» Exercise
Reproduce the listing below verbatim, line by line.

» Records for the task
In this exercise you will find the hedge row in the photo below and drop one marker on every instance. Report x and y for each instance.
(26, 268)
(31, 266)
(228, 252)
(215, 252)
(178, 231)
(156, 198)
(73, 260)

» Full answer
In this exercise you will find the hedge row in the photo below and drop one marker on every instance. Report x and y for each instance.
(26, 268)
(31, 266)
(228, 252)
(215, 252)
(178, 231)
(156, 198)
(73, 260)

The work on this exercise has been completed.